Copy the records below exactly. Include all of them.

* * * * *

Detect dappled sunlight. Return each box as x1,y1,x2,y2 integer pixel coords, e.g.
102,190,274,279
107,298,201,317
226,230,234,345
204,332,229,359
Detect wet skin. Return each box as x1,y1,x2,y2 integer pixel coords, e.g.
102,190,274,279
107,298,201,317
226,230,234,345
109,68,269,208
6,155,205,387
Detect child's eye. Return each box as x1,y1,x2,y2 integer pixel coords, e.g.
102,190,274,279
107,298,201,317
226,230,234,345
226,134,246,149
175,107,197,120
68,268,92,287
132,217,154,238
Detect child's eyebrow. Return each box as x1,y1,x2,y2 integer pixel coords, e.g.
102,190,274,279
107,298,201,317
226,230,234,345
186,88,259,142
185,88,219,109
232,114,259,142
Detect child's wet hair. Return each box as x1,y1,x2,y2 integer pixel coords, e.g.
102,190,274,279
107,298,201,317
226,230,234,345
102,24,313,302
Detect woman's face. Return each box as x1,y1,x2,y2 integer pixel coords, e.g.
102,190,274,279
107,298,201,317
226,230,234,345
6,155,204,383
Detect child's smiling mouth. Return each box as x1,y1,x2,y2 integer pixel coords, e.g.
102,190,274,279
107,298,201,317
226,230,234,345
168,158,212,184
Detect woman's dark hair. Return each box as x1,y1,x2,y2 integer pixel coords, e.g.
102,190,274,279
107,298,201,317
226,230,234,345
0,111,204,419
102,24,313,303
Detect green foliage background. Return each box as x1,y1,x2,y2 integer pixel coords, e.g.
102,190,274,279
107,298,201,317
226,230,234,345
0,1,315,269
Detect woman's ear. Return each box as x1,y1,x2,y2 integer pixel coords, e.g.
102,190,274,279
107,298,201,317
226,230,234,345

* * * * *

Exercise response:
Detect dappled sunlight. Return each box as x1,y1,x2,y2 integer pixel coords, e.g.
102,190,274,279
107,298,201,317
226,230,234,345
204,332,229,359
Detect wet skin. Return each box as x1,y1,x2,y2 integer pixel coords, e.g.
102,190,274,279
107,298,201,317
226,230,234,345
109,68,269,208
6,155,205,387
Detect child's eye. Return each box as x1,y1,x2,y2 integer pixel coords, e.g.
102,190,274,279
107,298,201,317
226,230,234,345
226,134,246,149
175,107,197,120
68,268,92,287
132,217,154,238
Detect child's eyebrow. Return each box as x1,y1,x2,y2 integer pixel coords, e.g.
102,190,274,279
107,298,201,317
226,230,234,345
186,88,259,142
185,88,219,109
232,114,259,142
Detect child's wet hair. Return each box as x1,y1,x2,y2 integer pixel coords, e.g.
102,190,274,279
107,298,201,317
226,230,234,345
102,24,313,302
Detect woman's face. Return each box as x1,y1,x2,y2 integer pixel coords, e.g.
102,190,274,279
107,298,201,317
226,230,234,345
6,155,204,383
Detect child's smiling mouth. Return each box as x1,y1,x2,y2 integer pixel coords, e.g.
102,190,274,279
107,298,201,317
226,230,234,345
168,158,212,184
Detect woman's dark hair. Return each box as x1,y1,x2,y2 integer pixel coords, e.g.
102,190,274,279
107,298,201,317
226,230,234,345
0,111,204,419
102,24,313,303
Detect green foliage background. Return each box as x1,y1,x2,y2 integer pixel coords, e.g.
102,190,274,279
107,298,201,317
226,230,234,345
0,1,315,269
Detect woman's ear. Return each box as x1,y1,x2,y2 integer pixel coords, e.g.
102,190,274,279
107,298,201,317
226,230,234,345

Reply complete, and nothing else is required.